§ **DOCUMENT SEGMENT**:
Start of Block

Hello,
I would like to try all combinations of features to select the best combination to give the highest accuracy from regression.
I found the nodes for features selection loop start and end. But they provide the forward-backwards random and genetic algorithm to select the features.
They all do not provide the test over all combinations.
Is it possible to provide a workflow that forces the selection of all the combinations possible?
The run will take much more time but will guarantee to use the best model.
Hi zizoo,
There seems to be no native node to do the exhaustive search :(. If you are proficient with python/R/Java you can try to use a snippet node in the corresponding language. For example, in python there seems to be a ExhaustiveFeatureSelector in mlxtend package or you can generate all possible combinations using itertools
package, get those out into KNIME and then use those as a mask to select various feature subsets natively in KNIME.
What kind of model are you interested in. I’m confused a bit, because you’ve mentioned “… accuracy from regression”. If you plan to use a linear model only, then you can use the H2O GLM, which allows to constrain the number of parameters using Lasso regularisation. Would that be a viable option?

End of Block

§ **LISTED ENTRIES**:
Start of Block

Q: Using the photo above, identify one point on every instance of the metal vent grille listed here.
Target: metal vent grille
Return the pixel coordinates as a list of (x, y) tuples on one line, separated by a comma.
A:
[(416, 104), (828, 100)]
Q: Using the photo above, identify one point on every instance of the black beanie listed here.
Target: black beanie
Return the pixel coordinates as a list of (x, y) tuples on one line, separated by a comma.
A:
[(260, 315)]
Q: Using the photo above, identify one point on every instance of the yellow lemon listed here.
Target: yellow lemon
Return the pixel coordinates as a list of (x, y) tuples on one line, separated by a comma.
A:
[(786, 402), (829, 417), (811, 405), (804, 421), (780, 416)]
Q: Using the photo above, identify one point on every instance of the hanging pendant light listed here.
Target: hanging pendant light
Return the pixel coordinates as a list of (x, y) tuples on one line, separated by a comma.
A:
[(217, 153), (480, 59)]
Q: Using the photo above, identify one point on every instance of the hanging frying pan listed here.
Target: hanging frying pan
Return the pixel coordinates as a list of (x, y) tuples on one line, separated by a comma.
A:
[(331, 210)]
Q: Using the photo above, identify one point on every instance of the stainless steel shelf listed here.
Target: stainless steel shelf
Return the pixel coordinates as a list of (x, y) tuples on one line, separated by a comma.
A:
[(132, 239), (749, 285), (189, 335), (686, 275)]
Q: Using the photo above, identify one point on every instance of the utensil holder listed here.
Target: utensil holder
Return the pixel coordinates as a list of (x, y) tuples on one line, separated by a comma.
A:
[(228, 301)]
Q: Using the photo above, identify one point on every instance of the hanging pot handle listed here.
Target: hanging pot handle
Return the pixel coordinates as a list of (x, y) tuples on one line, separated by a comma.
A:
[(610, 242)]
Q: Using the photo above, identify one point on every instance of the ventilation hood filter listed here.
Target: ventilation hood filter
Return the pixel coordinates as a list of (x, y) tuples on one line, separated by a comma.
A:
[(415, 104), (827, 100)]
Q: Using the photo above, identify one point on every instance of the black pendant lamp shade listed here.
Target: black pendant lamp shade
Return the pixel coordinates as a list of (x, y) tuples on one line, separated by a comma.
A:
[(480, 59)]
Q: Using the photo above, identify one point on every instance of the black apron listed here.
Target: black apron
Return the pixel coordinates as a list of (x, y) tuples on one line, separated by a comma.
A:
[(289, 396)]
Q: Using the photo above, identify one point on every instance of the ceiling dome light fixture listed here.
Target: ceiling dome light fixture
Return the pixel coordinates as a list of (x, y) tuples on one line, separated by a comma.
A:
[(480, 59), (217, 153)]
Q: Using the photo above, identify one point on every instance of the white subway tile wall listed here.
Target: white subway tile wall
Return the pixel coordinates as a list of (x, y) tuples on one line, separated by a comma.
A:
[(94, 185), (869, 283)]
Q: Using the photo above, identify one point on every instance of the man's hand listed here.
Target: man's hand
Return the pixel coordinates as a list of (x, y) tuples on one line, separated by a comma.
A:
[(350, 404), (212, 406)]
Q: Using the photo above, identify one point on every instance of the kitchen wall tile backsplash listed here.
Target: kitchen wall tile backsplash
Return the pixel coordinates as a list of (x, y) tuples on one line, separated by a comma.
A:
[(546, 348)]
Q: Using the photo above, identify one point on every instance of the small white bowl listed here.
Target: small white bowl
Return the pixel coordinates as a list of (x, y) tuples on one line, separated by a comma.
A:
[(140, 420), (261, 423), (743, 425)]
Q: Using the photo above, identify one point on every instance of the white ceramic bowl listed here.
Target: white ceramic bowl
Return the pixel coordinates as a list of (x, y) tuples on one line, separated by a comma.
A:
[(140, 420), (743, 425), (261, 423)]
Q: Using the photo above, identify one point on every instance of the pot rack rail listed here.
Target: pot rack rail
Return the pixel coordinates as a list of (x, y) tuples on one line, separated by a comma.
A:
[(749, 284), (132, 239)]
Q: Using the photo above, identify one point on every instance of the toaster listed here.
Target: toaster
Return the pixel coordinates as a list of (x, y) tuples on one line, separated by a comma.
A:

End of Block

§ **WORK INSTRUCTIONS**:
1. According to the feature selection thread, why is the asker willing to accept a run that takes much more time?
2. From the feature selection thread, print the passage that begins at the words "They all do" and stops after the words "the best model.".
3. Condense the paragraph of the feature selection thread that starts with "What kind of model are you interested in" into a short bulleted list that keeps its main facts.

§ **COMPLETED EXERCISE**:
1. Testing every possible combination of features would guarantee using the best model. The existing forward-backwards, random and genetic algorithm selection nodes do not test all combinations.

2.
They all do not provide the test over all combinations.
Is it possible to provide a workflow that forces the selection of all the combinations possible?
The run will take much more time but will guarantee to use the best model.

3.
- Asks what kind of model the asker wants.
- Is confused by the mention of "accuracy from regression."
- For a linear model only, suggests the H2O GLM, which can constrain the number of parameters through Lasso regularization.
- Asks whether that would be a viable option.